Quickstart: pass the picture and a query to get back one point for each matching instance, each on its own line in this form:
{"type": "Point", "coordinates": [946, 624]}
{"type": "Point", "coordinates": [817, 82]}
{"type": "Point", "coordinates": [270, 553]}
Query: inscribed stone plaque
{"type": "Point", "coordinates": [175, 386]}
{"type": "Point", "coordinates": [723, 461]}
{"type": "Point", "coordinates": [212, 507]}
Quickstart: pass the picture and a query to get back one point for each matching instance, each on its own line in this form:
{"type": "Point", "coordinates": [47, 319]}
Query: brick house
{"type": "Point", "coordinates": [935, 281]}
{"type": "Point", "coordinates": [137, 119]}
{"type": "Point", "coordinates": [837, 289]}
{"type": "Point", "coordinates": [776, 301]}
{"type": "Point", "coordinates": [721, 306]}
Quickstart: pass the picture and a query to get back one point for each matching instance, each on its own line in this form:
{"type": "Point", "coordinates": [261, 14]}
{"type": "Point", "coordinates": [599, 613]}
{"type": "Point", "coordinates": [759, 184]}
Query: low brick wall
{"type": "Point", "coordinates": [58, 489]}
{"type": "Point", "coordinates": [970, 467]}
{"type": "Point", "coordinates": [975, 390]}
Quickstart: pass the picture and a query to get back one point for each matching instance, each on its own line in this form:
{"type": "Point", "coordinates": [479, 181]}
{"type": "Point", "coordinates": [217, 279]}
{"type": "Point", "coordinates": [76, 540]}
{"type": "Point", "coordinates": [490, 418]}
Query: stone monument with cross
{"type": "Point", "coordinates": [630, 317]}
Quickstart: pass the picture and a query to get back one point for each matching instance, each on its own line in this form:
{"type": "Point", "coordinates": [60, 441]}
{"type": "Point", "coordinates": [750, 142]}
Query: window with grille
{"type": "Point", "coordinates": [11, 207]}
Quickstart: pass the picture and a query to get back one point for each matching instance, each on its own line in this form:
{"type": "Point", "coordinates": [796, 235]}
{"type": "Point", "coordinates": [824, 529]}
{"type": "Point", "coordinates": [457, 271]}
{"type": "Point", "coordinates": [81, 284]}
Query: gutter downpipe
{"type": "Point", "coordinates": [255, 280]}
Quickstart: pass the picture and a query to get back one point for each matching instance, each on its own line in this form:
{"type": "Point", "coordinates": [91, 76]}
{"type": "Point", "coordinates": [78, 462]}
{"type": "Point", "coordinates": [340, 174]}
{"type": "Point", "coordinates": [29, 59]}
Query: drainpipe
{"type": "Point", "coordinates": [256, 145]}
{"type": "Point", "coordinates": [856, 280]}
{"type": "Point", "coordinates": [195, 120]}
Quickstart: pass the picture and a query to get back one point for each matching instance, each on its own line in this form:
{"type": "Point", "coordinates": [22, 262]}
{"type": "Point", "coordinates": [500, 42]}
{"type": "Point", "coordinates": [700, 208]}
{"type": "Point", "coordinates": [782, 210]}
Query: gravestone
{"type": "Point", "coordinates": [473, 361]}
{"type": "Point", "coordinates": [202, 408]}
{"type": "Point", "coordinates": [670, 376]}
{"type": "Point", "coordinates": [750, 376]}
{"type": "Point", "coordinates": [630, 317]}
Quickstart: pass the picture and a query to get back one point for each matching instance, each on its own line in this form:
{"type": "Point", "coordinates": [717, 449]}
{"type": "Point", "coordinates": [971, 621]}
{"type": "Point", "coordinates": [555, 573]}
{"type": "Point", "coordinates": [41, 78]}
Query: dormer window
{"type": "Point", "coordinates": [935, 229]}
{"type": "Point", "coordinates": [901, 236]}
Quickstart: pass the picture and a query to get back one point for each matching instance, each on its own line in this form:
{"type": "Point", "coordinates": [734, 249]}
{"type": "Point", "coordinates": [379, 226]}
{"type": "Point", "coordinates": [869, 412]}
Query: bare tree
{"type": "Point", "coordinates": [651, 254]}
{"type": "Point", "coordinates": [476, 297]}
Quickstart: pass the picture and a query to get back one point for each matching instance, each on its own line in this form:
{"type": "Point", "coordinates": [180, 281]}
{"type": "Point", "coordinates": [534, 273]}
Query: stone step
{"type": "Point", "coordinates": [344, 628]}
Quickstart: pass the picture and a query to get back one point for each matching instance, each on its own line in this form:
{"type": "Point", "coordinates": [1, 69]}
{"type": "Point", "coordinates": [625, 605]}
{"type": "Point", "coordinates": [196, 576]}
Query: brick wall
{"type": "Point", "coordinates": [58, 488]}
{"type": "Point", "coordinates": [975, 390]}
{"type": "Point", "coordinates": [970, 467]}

......

▸ TASK BRIEF:
Give every entry in the listing above again, exactly as written.

▸ SOLUTION FOR THIS TASK:
Quickstart: pass the picture and a query to get back one point for each matching instance, each on its own line in this form:
{"type": "Point", "coordinates": [946, 624]}
{"type": "Point", "coordinates": [817, 82]}
{"type": "Point", "coordinates": [270, 553]}
Query: inscribed stone plaque
{"type": "Point", "coordinates": [175, 386]}
{"type": "Point", "coordinates": [723, 461]}
{"type": "Point", "coordinates": [212, 507]}
Quickstart: pass the picture and a query to get back one point for each matching instance, each on its own line in this form:
{"type": "Point", "coordinates": [47, 319]}
Query: brick house
{"type": "Point", "coordinates": [935, 281]}
{"type": "Point", "coordinates": [137, 119]}
{"type": "Point", "coordinates": [837, 289]}
{"type": "Point", "coordinates": [776, 301]}
{"type": "Point", "coordinates": [721, 306]}
Quickstart: pass the picture and a query to get back one point for each matching instance, each on its own line in this form:
{"type": "Point", "coordinates": [261, 14]}
{"type": "Point", "coordinates": [599, 613]}
{"type": "Point", "coordinates": [759, 184]}
Query: low brick wall
{"type": "Point", "coordinates": [58, 489]}
{"type": "Point", "coordinates": [970, 467]}
{"type": "Point", "coordinates": [975, 390]}
Quickstart: pass the picture and a query to get back one point for each matching instance, each on its own line in this form:
{"type": "Point", "coordinates": [479, 181]}
{"type": "Point", "coordinates": [217, 279]}
{"type": "Point", "coordinates": [76, 540]}
{"type": "Point", "coordinates": [490, 418]}
Query: stone monument with cross
{"type": "Point", "coordinates": [630, 317]}
Quickstart: pass the picture and a query to get back one point for each matching instance, each on its own line in this form:
{"type": "Point", "coordinates": [60, 441]}
{"type": "Point", "coordinates": [750, 142]}
Query: window with grille
{"type": "Point", "coordinates": [11, 207]}
Quickstart: pass the picture and a query to get back one point for each matching instance, each on its own line in this form:
{"type": "Point", "coordinates": [796, 235]}
{"type": "Point", "coordinates": [824, 529]}
{"type": "Point", "coordinates": [457, 271]}
{"type": "Point", "coordinates": [81, 284]}
Query: gutter downpipe
{"type": "Point", "coordinates": [255, 280]}
Quickstart: pass the picture and a query to get back one point for each matching instance, each on its own line in this form:
{"type": "Point", "coordinates": [91, 76]}
{"type": "Point", "coordinates": [78, 462]}
{"type": "Point", "coordinates": [340, 174]}
{"type": "Point", "coordinates": [29, 59]}
Query: drainpipe
{"type": "Point", "coordinates": [256, 145]}
{"type": "Point", "coordinates": [856, 280]}
{"type": "Point", "coordinates": [195, 120]}
Quickstart: pass the picture and a query to get back one point for each matching instance, each on its own line in this form:
{"type": "Point", "coordinates": [22, 262]}
{"type": "Point", "coordinates": [500, 42]}
{"type": "Point", "coordinates": [700, 208]}
{"type": "Point", "coordinates": [782, 210]}
Query: gravestone
{"type": "Point", "coordinates": [473, 361]}
{"type": "Point", "coordinates": [202, 408]}
{"type": "Point", "coordinates": [670, 376]}
{"type": "Point", "coordinates": [750, 376]}
{"type": "Point", "coordinates": [630, 317]}
Quickstart: pass the picture and a query to get back one point for each matching instance, each on its own line in this form:
{"type": "Point", "coordinates": [717, 449]}
{"type": "Point", "coordinates": [971, 621]}
{"type": "Point", "coordinates": [555, 573]}
{"type": "Point", "coordinates": [41, 78]}
Query: dormer window
{"type": "Point", "coordinates": [935, 229]}
{"type": "Point", "coordinates": [901, 236]}
Quickstart: pass the picture and a query to get back one point for each matching instance, each on its own line in this form:
{"type": "Point", "coordinates": [734, 249]}
{"type": "Point", "coordinates": [379, 226]}
{"type": "Point", "coordinates": [869, 412]}
Query: bare tree
{"type": "Point", "coordinates": [651, 254]}
{"type": "Point", "coordinates": [476, 297]}
Quickstart: pass the picture and a query to get back one point for each matching instance, each on its own line in this form:
{"type": "Point", "coordinates": [180, 281]}
{"type": "Point", "coordinates": [534, 273]}
Query: stone step
{"type": "Point", "coordinates": [344, 628]}
Quickstart: pass the picture and a query to get back one point for each matching instance, each on its own line in this form:
{"type": "Point", "coordinates": [1, 69]}
{"type": "Point", "coordinates": [625, 605]}
{"type": "Point", "coordinates": [196, 576]}
Query: brick wall
{"type": "Point", "coordinates": [58, 488]}
{"type": "Point", "coordinates": [975, 390]}
{"type": "Point", "coordinates": [970, 467]}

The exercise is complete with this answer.